* START EXTRACTED ENTRIES *

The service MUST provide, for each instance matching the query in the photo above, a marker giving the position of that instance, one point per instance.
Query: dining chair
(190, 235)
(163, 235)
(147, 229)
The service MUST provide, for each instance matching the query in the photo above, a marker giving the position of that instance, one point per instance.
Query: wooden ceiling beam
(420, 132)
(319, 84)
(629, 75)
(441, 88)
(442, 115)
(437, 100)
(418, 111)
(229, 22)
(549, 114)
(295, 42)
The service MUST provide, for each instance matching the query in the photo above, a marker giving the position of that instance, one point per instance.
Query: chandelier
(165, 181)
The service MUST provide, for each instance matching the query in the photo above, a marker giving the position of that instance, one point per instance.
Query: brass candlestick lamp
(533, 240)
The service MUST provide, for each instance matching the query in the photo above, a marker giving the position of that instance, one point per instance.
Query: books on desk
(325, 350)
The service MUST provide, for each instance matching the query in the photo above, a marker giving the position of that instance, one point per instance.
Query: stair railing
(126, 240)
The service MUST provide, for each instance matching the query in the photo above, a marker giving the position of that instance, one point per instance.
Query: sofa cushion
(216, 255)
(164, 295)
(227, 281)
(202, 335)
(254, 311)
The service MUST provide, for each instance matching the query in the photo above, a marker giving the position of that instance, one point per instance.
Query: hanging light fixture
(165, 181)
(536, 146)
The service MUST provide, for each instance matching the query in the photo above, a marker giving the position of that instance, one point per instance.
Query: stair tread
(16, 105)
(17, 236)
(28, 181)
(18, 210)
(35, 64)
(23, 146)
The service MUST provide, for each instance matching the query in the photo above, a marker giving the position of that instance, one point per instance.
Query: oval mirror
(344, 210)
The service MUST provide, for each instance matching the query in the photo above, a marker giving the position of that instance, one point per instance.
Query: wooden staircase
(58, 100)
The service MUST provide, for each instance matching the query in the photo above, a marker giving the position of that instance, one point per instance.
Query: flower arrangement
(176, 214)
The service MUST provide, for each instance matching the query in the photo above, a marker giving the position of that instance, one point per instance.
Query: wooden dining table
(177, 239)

* END EXTRACTED ENTRIES *

** PROBLEM TO SOLVE **
Copy the records above exactly.

** RESULT BELOW **
The service MUST provide, for each instance matching the query in the photo above, a marker giving the position of that instance, one point per instance.
Query: dining chair
(190, 235)
(163, 235)
(147, 229)
The service MUST provide, for each instance matching the query in the photo above, a marker giving the position of that instance, one point per instance.
Query: wooden ceiling beam
(420, 132)
(319, 84)
(629, 75)
(441, 88)
(442, 115)
(437, 100)
(418, 111)
(229, 22)
(549, 114)
(295, 42)
The service MUST provide, for each instance matching the query in the photo above, a marker giving the position of that instance, one point per instance.
Query: chandelier
(165, 181)
The service MUST provide, for each instance matching the query in the photo above, a marker giving the position of that instance, one point per instance.
Query: brass candlestick lamp
(533, 240)
The service MUST provide, for each instance matching the query in the photo above, a marker giving the position of that instance, one point per instance.
Query: books on desk
(325, 350)
The service MUST provide, for each instance matching the query in the photo above, a marker giving the position of that instance, one point per instance.
Query: stair railing
(126, 240)
The service MUST provide, for each instance matching the query in the photo above, a marker giving the position of that instance, one point per instance.
Query: sofa cushion
(216, 255)
(164, 295)
(227, 281)
(202, 335)
(254, 311)
The service MUST provide, for each instance matching the query in the photo above, a marker giving the position of that instance, one point per instance.
Query: hanging light fixture
(165, 181)
(536, 146)
The service MUST provide, for each instance matching the query in the photo above, a marker giving the position of that instance, one point per instance.
Query: stair tread
(16, 105)
(17, 236)
(28, 181)
(18, 210)
(35, 64)
(23, 146)
The service MUST provide, for each instance matching the query in the photo above, a marker giving the position of that instance, one point per instance.
Query: oval mirror
(344, 210)
The service MUST provide, for each instance matching the query in the photo above, a marker giving the position of that instance, one point per instance.
Query: wooden staircase
(58, 100)
The service MUST provide, for each instance matching the query in the photo above, a marker giving the position of that instance, one point per instance.
Query: flower arrangement
(176, 214)
The service MUST provide, for each instance matching the query in the photo above, a marker giving the position of that instance, one point per instance.
Query: wooden dining table
(177, 239)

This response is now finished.